Could you write the entries out again, exactly as they are?

BEGIN Supplied data

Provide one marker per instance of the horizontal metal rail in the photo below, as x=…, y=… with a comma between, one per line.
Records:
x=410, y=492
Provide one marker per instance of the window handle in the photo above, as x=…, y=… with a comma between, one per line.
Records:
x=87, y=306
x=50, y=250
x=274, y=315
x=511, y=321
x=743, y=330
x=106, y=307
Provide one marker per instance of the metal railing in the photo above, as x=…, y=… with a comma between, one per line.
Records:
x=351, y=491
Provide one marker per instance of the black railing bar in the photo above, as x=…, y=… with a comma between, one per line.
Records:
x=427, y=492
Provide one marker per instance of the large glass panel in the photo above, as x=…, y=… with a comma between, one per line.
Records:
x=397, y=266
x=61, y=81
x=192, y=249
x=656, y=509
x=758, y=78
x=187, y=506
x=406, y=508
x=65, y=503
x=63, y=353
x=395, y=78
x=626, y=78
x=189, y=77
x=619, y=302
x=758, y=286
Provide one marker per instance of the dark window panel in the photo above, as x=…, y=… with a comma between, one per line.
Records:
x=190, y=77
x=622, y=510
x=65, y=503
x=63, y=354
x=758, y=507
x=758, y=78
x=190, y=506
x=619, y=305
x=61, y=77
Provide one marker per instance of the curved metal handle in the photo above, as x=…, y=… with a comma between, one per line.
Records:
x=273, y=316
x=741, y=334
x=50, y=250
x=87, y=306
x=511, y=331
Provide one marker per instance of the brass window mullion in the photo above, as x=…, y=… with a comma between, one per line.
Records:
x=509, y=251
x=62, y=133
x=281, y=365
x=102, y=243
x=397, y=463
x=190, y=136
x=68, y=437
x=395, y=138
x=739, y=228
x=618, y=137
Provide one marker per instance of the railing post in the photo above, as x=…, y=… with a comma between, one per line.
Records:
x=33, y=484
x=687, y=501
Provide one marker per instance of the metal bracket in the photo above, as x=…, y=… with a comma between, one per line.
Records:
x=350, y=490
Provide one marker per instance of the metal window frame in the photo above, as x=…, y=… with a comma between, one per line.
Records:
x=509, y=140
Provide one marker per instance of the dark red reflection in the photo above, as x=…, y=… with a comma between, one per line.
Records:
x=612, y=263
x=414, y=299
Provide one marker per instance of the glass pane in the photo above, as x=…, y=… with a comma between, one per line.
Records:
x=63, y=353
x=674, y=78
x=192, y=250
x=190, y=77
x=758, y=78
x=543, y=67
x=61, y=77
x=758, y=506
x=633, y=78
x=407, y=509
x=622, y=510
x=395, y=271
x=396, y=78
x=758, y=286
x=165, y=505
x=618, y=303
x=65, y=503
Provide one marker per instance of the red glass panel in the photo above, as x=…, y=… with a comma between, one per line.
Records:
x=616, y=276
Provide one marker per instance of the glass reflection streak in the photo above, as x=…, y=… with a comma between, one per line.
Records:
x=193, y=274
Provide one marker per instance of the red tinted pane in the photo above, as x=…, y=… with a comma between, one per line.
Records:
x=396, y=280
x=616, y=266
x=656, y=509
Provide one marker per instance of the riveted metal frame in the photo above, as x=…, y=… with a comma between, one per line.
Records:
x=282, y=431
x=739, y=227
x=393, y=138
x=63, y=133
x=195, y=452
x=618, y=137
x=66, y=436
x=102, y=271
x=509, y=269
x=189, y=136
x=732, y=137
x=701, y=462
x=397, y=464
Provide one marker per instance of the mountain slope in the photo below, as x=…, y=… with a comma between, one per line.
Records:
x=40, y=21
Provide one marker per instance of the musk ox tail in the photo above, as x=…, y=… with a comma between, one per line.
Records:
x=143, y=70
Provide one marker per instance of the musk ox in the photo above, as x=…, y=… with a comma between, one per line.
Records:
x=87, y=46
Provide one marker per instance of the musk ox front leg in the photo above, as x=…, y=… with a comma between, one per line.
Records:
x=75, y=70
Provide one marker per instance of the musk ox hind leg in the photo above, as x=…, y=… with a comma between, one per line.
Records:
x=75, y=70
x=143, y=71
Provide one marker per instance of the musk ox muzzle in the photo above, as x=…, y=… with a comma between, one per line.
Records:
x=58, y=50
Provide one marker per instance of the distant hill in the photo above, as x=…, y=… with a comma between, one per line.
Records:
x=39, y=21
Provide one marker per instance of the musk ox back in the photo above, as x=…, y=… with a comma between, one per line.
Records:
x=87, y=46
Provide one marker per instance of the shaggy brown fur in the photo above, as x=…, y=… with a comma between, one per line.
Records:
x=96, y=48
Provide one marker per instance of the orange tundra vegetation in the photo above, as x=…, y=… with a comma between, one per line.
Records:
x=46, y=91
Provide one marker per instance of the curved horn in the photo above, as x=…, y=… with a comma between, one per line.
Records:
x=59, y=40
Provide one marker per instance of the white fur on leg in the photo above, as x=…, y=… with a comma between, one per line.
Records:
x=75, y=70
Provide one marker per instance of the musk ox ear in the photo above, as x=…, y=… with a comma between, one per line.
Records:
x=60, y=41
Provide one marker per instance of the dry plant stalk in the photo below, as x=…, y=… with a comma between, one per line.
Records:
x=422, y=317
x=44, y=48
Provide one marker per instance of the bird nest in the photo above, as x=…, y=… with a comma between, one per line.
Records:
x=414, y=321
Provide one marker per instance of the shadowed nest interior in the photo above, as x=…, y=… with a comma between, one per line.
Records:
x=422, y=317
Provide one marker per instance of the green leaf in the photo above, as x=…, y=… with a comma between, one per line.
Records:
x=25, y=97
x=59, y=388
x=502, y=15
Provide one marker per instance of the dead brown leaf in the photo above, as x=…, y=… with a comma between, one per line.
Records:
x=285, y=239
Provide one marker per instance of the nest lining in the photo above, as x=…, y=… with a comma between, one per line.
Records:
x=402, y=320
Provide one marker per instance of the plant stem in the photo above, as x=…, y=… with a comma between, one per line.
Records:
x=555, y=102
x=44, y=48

END Supplied data

_Output of the exercise_.
Provide one marker per instance of the horizontal metal rail in the photo below, as x=…, y=… with a comma between, one per line.
Records:
x=410, y=492
Provide one marker per instance of the window handle in the photo above, as x=…, y=… with a comma between, one per line.
Records:
x=87, y=306
x=50, y=250
x=274, y=315
x=511, y=321
x=743, y=330
x=106, y=307
Provide one marker per instance of the metal railing in the photo above, as x=…, y=… with a comma between, one per line.
Records:
x=351, y=491
Provide one marker per instance of the black railing bar in the photo above, as x=…, y=… with a comma between, one per line.
Records:
x=427, y=492
Provide one marker per instance of the large glass panel in the photo above, as x=…, y=… with a comma between, one per line.
Records:
x=397, y=266
x=61, y=81
x=192, y=249
x=656, y=509
x=758, y=78
x=187, y=506
x=406, y=508
x=65, y=503
x=63, y=353
x=395, y=78
x=626, y=78
x=189, y=77
x=619, y=302
x=758, y=286
Provide one marker per instance of the dark window panel in the photo above, as x=…, y=… with a comma between, one per line.
Records:
x=190, y=77
x=622, y=510
x=65, y=503
x=63, y=354
x=758, y=507
x=758, y=78
x=190, y=506
x=619, y=305
x=61, y=77
Provide one marker per instance of the curved metal handle in the photo above, as x=…, y=… with a comma between, one per line.
Records:
x=273, y=316
x=741, y=334
x=50, y=250
x=87, y=306
x=511, y=331
Provide one marker per instance of the brass window mullion in the photo above, as x=…, y=… with a comma between, one per line.
Records:
x=509, y=251
x=62, y=133
x=281, y=365
x=102, y=243
x=397, y=463
x=190, y=136
x=68, y=437
x=395, y=138
x=739, y=228
x=618, y=137
Provide one marker per instance of the railing post in the photo above, as x=…, y=… with a comma between, one per line.
Records:
x=33, y=484
x=687, y=501
Provide one marker per instance of the metal bracket in the photo above, as x=…, y=… with a comma between, one per line.
Records:
x=350, y=490
Provide one marker per instance of the metal window frame in the photo above, as x=…, y=… with a comma between, one per line.
Records:
x=509, y=140
Provide one marker per instance of the dark red reflection in the photo above, as x=…, y=… with a comma between, one per line.
Records:
x=612, y=263
x=414, y=299
Provide one marker per instance of the glass pane in the photo above, as x=…, y=… with a comma between, one per line.
Records:
x=63, y=353
x=674, y=78
x=192, y=250
x=190, y=77
x=758, y=78
x=543, y=67
x=61, y=77
x=758, y=506
x=633, y=78
x=407, y=509
x=622, y=510
x=395, y=271
x=396, y=78
x=758, y=286
x=165, y=505
x=618, y=303
x=65, y=503
Provide one marker per instance of the red glass panel in the photo above, as x=…, y=… with a comma between, one per line.
Records:
x=616, y=276
Provide one marker per instance of the glass reflection streak in the photo above, as x=…, y=… with a comma between, one per line.
Records:
x=193, y=274
Provide one marker per instance of the red tinted pane in the photo above, as x=…, y=… with a comma between, one per line.
Records:
x=396, y=280
x=616, y=266
x=656, y=509
Provide one marker per instance of the riveted metal frame in the photo above, as x=…, y=… with a comma between, one per line.
Records:
x=282, y=431
x=739, y=227
x=393, y=138
x=63, y=133
x=195, y=452
x=618, y=137
x=66, y=436
x=102, y=271
x=509, y=269
x=189, y=136
x=732, y=137
x=701, y=462
x=397, y=464
Provide one marker per instance of the mountain slope in the photo below, as x=…, y=… with a comma between, one per line.
Records:
x=40, y=21
Provide one marker per instance of the musk ox tail in the photo above, as x=…, y=… with a comma between, one per line.
Records:
x=143, y=70
Provide one marker per instance of the musk ox in the photo above, as x=…, y=… with a comma between, one per line.
Records:
x=87, y=46
Provide one marker per instance of the musk ox front leg in the photo above, as x=…, y=… with a comma between, one per line.
Records:
x=75, y=70
Provide one marker per instance of the musk ox hind leg in the photo above, as x=…, y=… with a comma between, one per line.
Records:
x=75, y=70
x=143, y=71
Provide one marker per instance of the musk ox muzzle in the photo above, as x=…, y=… with a comma between, one per line.
Records:
x=58, y=50
Provide one marker per instance of the distant hill in the photo above, as x=…, y=… with a comma between, one per line.
Records:
x=39, y=21
Provide one marker per instance of the musk ox back in the photo above, as x=…, y=… with a comma between, one per line.
Records:
x=87, y=46
Provide one marker per instance of the shaggy brown fur in the photo above, as x=…, y=… with a comma between, one per line.
Records:
x=96, y=48
Provide one marker per instance of the orange tundra vegetation in the photo above, as x=…, y=… with a comma between, one per line.
Records:
x=46, y=91
Provide one marker per instance of the curved horn in the photo above, as x=…, y=… with a comma between, one per line.
Records:
x=59, y=40
Provide one marker per instance of the white fur on leg in the photo above, as x=…, y=… with a comma between, one per line.
Records:
x=75, y=70
Provide one marker per instance of the musk ox ear in the photo above, as x=…, y=… with a comma between, one per line.
Records:
x=60, y=41
Provide one marker per instance of the dry plant stalk in the photo below, as x=…, y=… with a comma between, one per line.
Records:
x=422, y=317
x=44, y=48
Provide one marker per instance of the bird nest in the photo above, as x=…, y=… with a comma between, one per line.
Records:
x=414, y=321
Provide one marker per instance of the shadowed nest interior in the photo above, as x=…, y=… with a comma between, one per line.
Records:
x=422, y=317
Provide one marker per instance of the green leaf in the photo above, as x=…, y=… with a comma between, one per line.
Records:
x=25, y=97
x=59, y=388
x=502, y=15
Provide one marker per instance of the dead brown leaf in the photo above, as x=…, y=… with a comma between, one per line.
Records:
x=285, y=239
Provide one marker per instance of the nest lining in the photo above, as x=…, y=… with a comma between, one per line.
Records:
x=402, y=320
Provide one marker per instance of the plant stem in the photo above, as x=…, y=… with a comma between, one per line.
Records:
x=555, y=102
x=44, y=48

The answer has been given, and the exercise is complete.